It doesn't have any effect either :)

heh. I was hoping the effect would change the affect. I'm doubtful of my ability to change the affect.

That last part is lovely. I think I may have to sit down and think about it. It reminds me of what Caryll Houselander said about Luke 22:15, "With desire I have desired to eat this pasch with you...." He desires for us to receive Him in the Eucharist. That is a powerful word.


I give up the internet, except for email, during Lent, so if you stopped blogging for Lent that would be okay from my perspective. It has had some effect; one year I forgot about a few blogs and stopped checking them altogether, and I got out of the conversational loop on a forum and never got back on. Eventually, though, I discover a new blog or website and the time-sucking creeps back.

That phenomenon of forgetting blogs if you stop reading them for a while is the reason I don't want to shut down for Lent--people might not come back. For my part I have almost declared a sort of moratorium on discovering new blogs. Not very fair, I guess.

Glad you liked it, Janet. I can't think of anything else to say on the subject right now.

That part from the OT also struck me greatly, Maclin. I felt very awed by it.

"traditional marriage" v. "actual marriage" - I agree. In general, I tend to see marriages these days in terms of "married" and "really married." This is a reference to Chesterton's pamphlet "The Superstition of Divorce." In it he notes that the overall affect of the availability of divorce is that there will be "remarriage" (the making and breaking of a vow at the same time) and consequently there will not so much be the married and the unmarried in society, but the married and the really married.

I would like to see three things occur in the near future, which are by no means impossible or unlikely:

1. Real help for marriages in trouble, provided by various sources, especially the Catholic laity.

2. Divorce laws repealed, starting with "no-fault" divorce.

3. The annulment factory closed down, with annulments being once again as rare as they ought to be. (In my more cynical moods, I like to think that annulments should be safe, legal and rare).

If we could at least get rid of "no-fault" divorce, there would be a just end to "gaymarriage."

Most Catholic dioceses (I think) in this country run serious programs to prepare people for marriage. I don't know about helping those in trouble, though. Maybe there are things that I don't know about. I sort of doubt #2 has much chance, though I don't really know. If such a proposal would be opposed by feminists it would certainly have almost no chance at all. I really don't know how it came about, who pushed for and who pushed against. #3...well, maybe that would decline slowly, if the Catholic house were put in better order otherwise.

I'm inclined to think #2 is humanly impossible - but nothing is impossible for God. I do think it might even be possible humanly speaking to roll back no-fault divorce. I'm no legal expert but I've heard that "no-fault" is a bit of a misnomer especially when it comes to the division of property etc. so it might not be too hard to at least get back to having to demonstrate fault for a divorce to be granted.

I looked a bit more into annulments a little while back b/c I'm really just not happy about them. It looks like one small section of canon law was changed which makes it far too easy to obtain one. There's no reason at all why that shouldn't be tightened back up. At any rate, if at least some of us don't start fighting for real marriage, we may well deserve the plague of "gaymarriage." I'm reluctant to include everyone in that b/c not every fight is for every Christian. There's just too much work to do and not enough labourers.

◇ ◇ ◇

- [Goal A]:
Which Chesterton pamphlet is cited in the discussion?
The discussion and the listing that follows it come from unrelated sources.

◇ ◇ ◇

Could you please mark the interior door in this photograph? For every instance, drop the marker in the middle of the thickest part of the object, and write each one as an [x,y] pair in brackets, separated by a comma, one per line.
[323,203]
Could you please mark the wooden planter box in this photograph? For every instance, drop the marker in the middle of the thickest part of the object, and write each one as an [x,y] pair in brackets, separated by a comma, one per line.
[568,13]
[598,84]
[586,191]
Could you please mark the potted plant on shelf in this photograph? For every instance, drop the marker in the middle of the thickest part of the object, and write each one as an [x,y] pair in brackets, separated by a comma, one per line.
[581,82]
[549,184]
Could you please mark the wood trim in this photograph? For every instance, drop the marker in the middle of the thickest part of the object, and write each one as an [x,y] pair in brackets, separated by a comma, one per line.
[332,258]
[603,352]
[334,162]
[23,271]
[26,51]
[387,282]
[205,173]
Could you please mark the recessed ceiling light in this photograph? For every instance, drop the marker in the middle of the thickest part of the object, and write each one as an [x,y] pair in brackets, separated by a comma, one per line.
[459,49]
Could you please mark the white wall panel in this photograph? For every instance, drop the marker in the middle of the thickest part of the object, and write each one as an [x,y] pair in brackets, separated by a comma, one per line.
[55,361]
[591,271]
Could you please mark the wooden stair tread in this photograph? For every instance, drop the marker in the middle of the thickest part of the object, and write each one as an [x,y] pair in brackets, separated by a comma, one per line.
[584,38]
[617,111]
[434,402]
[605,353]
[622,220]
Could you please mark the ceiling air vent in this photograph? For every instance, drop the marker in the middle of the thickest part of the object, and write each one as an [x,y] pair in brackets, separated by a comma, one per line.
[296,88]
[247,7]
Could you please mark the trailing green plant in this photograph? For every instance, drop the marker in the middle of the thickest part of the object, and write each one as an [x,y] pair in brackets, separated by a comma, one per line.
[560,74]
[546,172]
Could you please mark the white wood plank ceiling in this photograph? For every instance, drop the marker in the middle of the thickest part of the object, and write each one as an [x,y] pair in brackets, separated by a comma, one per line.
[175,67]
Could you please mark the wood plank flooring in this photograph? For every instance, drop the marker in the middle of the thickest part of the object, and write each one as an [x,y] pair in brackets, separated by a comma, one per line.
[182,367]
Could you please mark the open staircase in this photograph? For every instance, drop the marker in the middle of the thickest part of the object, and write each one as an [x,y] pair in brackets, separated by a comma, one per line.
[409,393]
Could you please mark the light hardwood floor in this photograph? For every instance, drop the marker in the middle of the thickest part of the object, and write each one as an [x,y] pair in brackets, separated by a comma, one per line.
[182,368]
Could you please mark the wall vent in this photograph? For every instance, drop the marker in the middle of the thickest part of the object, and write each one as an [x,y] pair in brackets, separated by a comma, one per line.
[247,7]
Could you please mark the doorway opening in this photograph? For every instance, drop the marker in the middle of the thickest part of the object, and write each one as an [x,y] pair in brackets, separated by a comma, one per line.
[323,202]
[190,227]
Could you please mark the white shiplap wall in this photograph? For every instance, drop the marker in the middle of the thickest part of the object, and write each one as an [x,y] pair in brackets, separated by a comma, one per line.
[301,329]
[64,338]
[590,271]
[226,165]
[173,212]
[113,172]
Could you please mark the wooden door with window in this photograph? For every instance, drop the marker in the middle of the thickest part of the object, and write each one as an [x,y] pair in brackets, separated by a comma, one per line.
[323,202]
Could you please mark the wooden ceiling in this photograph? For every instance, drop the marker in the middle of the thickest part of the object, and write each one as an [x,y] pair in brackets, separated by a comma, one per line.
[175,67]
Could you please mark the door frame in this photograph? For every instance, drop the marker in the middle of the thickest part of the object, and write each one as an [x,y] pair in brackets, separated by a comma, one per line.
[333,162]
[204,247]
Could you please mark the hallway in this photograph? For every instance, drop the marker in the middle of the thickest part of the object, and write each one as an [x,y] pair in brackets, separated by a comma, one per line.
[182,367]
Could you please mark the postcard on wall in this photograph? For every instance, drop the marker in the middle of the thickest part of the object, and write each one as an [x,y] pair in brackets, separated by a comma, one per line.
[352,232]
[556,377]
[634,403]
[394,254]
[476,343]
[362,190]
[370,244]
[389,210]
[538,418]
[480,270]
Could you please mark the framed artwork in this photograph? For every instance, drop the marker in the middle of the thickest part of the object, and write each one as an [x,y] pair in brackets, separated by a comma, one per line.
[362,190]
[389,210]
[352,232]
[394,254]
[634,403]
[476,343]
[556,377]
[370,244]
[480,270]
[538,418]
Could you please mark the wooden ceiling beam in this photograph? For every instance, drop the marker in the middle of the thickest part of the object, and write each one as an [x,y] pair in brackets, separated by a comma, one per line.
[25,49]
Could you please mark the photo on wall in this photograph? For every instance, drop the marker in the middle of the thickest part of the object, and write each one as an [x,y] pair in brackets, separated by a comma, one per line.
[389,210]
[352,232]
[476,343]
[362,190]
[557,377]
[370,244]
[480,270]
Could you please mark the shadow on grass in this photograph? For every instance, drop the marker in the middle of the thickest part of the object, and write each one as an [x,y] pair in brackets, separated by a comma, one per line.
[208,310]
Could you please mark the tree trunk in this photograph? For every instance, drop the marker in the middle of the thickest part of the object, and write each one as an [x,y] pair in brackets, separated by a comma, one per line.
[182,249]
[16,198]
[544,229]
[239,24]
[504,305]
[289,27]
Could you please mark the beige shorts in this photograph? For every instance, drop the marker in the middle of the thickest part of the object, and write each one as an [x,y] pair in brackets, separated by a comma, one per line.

◇ ◇ ◇

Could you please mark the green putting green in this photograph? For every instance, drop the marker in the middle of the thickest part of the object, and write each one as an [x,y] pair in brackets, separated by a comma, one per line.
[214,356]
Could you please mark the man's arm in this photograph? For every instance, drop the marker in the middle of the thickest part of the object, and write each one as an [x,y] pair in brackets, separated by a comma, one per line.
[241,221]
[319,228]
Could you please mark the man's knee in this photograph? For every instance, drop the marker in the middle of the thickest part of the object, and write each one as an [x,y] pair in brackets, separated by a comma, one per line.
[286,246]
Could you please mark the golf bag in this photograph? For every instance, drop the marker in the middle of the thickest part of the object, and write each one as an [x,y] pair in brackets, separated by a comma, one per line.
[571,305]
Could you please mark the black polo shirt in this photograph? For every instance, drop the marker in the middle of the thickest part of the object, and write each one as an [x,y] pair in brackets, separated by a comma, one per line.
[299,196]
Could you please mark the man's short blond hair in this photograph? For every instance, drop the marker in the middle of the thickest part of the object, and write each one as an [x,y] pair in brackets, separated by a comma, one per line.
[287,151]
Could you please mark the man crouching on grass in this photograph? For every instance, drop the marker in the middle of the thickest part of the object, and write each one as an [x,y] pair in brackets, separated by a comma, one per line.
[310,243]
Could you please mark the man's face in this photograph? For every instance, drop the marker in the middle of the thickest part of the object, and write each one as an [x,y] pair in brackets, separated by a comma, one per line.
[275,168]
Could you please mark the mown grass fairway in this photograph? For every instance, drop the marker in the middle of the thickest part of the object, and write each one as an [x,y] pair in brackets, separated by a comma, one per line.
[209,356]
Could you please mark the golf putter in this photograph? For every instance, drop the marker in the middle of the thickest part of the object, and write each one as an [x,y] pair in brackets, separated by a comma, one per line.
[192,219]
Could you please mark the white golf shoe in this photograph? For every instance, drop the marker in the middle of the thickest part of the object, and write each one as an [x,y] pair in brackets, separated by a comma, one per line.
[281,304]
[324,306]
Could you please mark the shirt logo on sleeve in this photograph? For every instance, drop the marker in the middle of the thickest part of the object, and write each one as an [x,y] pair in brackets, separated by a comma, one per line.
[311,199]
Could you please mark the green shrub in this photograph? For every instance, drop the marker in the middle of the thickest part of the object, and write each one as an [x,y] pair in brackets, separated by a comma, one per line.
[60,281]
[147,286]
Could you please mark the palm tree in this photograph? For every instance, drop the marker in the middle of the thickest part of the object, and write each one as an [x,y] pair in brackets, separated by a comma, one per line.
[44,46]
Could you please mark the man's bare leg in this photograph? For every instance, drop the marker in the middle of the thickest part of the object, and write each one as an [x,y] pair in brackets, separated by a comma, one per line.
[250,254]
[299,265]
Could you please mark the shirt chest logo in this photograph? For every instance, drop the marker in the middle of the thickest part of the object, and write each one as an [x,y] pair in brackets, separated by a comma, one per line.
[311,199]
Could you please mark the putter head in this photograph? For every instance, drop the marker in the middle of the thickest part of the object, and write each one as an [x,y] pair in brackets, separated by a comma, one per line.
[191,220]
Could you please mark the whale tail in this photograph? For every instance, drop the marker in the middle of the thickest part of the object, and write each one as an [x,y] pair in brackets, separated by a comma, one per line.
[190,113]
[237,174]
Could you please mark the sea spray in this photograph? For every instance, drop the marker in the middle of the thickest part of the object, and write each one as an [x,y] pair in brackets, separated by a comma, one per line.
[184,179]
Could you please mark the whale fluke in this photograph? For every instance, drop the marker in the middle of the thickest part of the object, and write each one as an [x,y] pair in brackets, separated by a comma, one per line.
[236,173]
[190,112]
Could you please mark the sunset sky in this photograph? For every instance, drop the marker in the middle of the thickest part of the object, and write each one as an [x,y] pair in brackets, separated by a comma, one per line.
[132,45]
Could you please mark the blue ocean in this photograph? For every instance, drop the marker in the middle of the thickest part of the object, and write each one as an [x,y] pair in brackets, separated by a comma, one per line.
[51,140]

◇ ◇ ◇

- [Goal B]:
Pull out every line of the listing that contains the word "logo".

- [Task response A]:
"The Superstition of Divorce."

- [Task response B]:
Could you please mark the shirt logo on sleeve in this photograph? For every instance, drop the marker in the middle of the thickest part of the object, and write each one as an [x,y] pair in brackets, separated by a comma, one per line.
Could you please mark the shirt chest logo in this photograph? For every instance, drop the marker in the middle of the thickest part of the object, and write each one as an [x,y] pair in brackets, separated by a comma, one per line.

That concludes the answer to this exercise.